WHAT THE TASK ASKS: Reproduce exactly the lines below from the one containing "Category: flower arrangement" through the one containing "line as [139,513].", including both, and nothing else.

MATERIAL TO PROCESS:
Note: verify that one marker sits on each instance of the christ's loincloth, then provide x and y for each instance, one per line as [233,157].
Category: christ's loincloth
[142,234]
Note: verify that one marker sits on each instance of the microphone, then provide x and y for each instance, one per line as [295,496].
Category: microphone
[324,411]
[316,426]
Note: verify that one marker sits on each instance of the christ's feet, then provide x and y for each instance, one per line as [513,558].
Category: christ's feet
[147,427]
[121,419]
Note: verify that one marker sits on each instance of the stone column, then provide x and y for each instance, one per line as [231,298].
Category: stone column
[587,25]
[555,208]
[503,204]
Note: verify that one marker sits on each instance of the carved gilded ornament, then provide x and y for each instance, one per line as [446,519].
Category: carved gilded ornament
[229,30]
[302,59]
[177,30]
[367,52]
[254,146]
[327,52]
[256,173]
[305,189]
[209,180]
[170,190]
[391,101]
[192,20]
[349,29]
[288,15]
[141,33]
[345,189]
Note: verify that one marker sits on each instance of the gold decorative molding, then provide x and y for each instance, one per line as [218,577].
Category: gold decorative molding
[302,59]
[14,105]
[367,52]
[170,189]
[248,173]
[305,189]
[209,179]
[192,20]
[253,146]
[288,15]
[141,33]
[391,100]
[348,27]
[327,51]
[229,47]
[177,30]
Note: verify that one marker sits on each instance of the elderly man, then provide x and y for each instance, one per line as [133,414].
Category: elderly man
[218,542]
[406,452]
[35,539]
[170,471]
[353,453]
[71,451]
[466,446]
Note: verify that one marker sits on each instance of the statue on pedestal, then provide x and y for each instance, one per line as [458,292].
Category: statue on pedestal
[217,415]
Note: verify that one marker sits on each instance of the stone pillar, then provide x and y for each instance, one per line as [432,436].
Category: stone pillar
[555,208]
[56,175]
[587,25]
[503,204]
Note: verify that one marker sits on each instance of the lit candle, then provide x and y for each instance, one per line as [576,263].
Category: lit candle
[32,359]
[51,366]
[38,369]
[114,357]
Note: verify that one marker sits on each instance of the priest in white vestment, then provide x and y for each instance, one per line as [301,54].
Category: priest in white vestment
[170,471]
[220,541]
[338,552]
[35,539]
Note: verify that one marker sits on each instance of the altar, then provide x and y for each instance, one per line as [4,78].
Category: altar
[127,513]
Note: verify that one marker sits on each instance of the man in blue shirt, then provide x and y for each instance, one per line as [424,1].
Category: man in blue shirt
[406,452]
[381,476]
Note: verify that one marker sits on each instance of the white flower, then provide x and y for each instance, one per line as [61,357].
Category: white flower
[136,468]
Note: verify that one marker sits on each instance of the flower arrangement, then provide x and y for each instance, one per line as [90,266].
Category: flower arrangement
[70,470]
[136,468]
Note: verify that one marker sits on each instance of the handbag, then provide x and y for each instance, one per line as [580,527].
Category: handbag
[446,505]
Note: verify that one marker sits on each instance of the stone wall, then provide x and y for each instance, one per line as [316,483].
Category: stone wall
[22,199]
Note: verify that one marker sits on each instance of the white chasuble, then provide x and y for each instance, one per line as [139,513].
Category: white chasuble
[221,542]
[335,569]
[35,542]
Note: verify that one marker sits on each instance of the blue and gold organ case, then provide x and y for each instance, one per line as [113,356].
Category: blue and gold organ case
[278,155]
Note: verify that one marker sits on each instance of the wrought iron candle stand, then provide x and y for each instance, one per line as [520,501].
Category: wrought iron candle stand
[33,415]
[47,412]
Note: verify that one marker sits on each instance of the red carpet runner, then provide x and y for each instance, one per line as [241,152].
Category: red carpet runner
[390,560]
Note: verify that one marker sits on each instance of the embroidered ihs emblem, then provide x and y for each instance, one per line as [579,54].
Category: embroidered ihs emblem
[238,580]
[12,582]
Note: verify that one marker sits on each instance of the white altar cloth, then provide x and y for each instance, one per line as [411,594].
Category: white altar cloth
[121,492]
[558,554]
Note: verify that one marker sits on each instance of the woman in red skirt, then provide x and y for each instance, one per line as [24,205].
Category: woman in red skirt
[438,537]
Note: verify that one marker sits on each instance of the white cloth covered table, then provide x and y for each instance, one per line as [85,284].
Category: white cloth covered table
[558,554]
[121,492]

FINISHED EXERCISE:
Category: flower arrangement
[70,470]
[136,468]
Note: verify that one marker sits on each instance of the handbag, then provide x and y for each instance, one per line as [580,527].
Category: handbag
[446,505]
Note: verify that one marker sits on each instance of the stone wall, then provide x and y for each instance, one per line as [316,483].
Category: stone wall
[22,199]
Note: verify that one marker sits on each instance of the white chasuble, then provide x and y for each instance, one per line as [139,513].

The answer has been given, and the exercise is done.